TEXT PASSAGE:
----

EXECUTION OF CORPORATE INSTRUMENTS AND VOTING

OF SECURITIES OWNED BY THE CORPORATION

Section 32.   Execution of Corporate Instruments. The Board of Directors may, in its discretion, determine the method and designate the signatory officer or officers, or other person or persons, to execute on behalf of the corporation any corporate instrument or document, or to sign on behalf of the corporation the corporate name without limitation, or to enter into contracts on behalf of the corporation, except where otherwise provided by law or these Bylaws, and such execution or signature shall be binding upon the corporation. All checks and drafts drawn on banks or other depositaries on funds to the credit of the corporation or in special accounts of the corporation shall be signed by such person or persons as the Board of Directors shall authorize so to do. Unless authorized or ratified by the Board of Directors or within the agency power of an officer, no officer, agent or employee shall have any power or authority to bind the corporation by any contract or engagement or to pledge its credit or to render it liable for any purpose or for any amount.

Section 33.   Voting of Securities Owned by the Corporation. All stock and other securities of other corporations owned or held by the corporation for itself, or for other parties in any capacity, shall be voted, and all proxies with respect thereto shall be executed, by the person authorized so to do by resolution of the Board of Directors, or, in the absence of such authorization, by the Chairman of the Board of Directors, the Chief Executive Officer, the President, or any Vice President.

----

TASKS FOR THIS EXERCISE:
A: From the bylaws text, list the officers who may vote the corporation's securities when the Board of Directors has not authorized anyone by resolution.
B: Extend the bylaws text about corporate instruments and securities by writing the next section after Section 33.
The data after this note comes from a separate source.

----

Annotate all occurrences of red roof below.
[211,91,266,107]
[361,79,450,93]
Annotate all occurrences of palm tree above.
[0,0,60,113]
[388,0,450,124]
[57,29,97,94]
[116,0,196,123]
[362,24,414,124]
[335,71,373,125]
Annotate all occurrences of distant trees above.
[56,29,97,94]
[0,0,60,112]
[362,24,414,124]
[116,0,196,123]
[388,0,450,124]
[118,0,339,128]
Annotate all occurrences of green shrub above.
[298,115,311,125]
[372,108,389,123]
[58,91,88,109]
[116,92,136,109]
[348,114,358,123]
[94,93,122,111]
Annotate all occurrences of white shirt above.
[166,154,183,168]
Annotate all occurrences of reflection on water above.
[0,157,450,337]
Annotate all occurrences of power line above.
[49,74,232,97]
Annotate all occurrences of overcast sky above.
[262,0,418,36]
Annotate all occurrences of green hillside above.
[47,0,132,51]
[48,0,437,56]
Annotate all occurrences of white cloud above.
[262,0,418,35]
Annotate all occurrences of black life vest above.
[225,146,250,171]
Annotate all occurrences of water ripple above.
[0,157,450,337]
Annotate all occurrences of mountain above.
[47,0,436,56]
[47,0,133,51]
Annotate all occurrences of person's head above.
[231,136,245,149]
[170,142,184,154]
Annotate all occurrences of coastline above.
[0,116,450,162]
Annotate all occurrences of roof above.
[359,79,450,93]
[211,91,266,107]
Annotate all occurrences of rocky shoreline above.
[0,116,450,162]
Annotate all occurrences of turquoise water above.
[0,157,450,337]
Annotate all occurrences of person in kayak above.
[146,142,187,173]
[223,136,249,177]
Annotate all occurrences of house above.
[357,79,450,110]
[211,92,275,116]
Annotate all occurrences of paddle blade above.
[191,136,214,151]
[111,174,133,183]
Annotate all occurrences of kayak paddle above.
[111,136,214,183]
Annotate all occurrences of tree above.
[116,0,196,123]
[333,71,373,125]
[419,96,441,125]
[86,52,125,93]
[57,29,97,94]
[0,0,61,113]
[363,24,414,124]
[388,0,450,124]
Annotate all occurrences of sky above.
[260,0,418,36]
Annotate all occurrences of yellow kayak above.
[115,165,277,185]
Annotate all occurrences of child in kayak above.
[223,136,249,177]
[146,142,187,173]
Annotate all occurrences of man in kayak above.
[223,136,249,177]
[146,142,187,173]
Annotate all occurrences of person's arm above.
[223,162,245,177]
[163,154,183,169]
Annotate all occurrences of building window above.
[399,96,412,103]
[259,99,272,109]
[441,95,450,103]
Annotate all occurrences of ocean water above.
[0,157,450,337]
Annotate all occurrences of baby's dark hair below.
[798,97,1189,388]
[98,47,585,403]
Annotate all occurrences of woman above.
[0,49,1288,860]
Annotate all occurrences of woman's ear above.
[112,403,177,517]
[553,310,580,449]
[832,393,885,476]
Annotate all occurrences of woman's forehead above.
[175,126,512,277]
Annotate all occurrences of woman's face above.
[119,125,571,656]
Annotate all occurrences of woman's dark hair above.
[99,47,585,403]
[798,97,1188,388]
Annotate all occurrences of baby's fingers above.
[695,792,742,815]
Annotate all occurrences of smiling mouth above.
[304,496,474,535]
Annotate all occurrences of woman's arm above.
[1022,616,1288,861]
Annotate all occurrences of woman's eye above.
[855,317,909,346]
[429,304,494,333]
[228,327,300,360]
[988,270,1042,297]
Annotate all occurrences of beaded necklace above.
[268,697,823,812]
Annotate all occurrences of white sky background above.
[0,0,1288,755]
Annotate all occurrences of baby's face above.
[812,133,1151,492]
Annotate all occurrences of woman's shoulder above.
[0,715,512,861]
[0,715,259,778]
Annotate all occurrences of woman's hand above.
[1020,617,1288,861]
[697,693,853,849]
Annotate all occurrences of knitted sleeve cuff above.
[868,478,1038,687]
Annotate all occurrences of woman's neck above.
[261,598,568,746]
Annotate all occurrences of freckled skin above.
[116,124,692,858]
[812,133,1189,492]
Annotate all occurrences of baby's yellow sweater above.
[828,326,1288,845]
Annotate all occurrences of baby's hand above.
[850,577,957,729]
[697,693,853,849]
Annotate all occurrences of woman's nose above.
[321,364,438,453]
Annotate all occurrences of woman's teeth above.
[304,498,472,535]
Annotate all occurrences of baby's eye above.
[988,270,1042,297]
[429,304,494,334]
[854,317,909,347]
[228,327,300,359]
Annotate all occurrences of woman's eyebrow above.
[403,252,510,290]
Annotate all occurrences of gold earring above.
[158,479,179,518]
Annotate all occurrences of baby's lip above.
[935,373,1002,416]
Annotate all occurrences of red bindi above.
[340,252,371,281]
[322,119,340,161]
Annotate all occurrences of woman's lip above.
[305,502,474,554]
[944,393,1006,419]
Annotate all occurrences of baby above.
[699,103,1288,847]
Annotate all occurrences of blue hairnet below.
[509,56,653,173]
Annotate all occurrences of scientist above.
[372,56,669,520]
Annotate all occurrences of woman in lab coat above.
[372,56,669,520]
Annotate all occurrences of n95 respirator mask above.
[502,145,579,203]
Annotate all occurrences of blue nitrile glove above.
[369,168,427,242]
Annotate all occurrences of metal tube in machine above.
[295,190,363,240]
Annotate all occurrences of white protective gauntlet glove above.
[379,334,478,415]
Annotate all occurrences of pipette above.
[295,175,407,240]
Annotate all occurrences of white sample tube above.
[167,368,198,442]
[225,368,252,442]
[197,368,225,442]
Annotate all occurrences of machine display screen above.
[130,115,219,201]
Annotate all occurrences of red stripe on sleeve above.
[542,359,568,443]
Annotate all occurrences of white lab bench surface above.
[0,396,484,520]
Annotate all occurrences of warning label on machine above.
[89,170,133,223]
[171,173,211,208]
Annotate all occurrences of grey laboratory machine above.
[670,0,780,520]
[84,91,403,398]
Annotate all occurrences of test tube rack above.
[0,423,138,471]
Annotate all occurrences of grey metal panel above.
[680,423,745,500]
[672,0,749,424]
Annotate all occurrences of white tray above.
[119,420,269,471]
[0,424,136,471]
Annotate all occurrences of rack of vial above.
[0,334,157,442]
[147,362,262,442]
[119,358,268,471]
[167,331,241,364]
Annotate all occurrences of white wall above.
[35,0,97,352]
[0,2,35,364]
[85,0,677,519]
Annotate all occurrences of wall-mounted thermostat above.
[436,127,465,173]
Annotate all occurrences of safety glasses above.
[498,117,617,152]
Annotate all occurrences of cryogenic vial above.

----

FINAL RESULTS:
A:
- Chairman of the Board of Directors
- Chief Executive Officer
- President
- any Vice President

B:
ARTICLE VII

SHARES OF STOCK

Section 34.   Form and Execution of Certificates. Certificates for the shares of stock of the corporation shall be in such form as is consistent with the Certificate of Incorporation and applicable law. Every holder of stock in the corporation shall be entitled to have a certificate signed by or in the name of the corporation by the Chairman of the Board of Directors, or the President or any Vice President and by the Treasurer or Assistant Treasurer or the Secretary or Assistant Secretary, certifying the number of shares owned by him in the corporation. Any or all of the signatures on the certificate may be facsimiles. In case any officer, transfer agent, or registrar who has signed or whose facsimile signature has been placed upon a certificate shall have ceased to be such officer, transfer agent, or registrar before such certificate is issued, it may be issued with the same effect as if he were such officer, transfer agent, or registrar at the date of issue. Each certificate shall state upon the face or back thereof, in full or in summary, all of the powers, designations, preferences, and rights, and the limitations or restrictions of the shares authorized to be issued or shall, except as otherwise required by law, set forth on the face or back a statement that the corporation will furnish without charge to each stockholder who so requests the powers, designations, preferences and relative, participating, optional, or other special rights of each class of stock or series thereof and the qualifications, limitations or restrictions of such preferences and/or rights. Within a reasonable time after the issuance or transfer of uncertificated stock, the corporation shall send to the registered owner thereof a written notice containing the information required to be set forth or stated on certificates pursuant to this section or otherwise required by law or with respect to this section a statement that the corporation will furnish without charge to each stockholder who so requests the powers, designations, preferences and relative participating, optional or other special rights of each class of stock or series thereof and the qualifications, limitations or restrictions of such preferences and/or rights.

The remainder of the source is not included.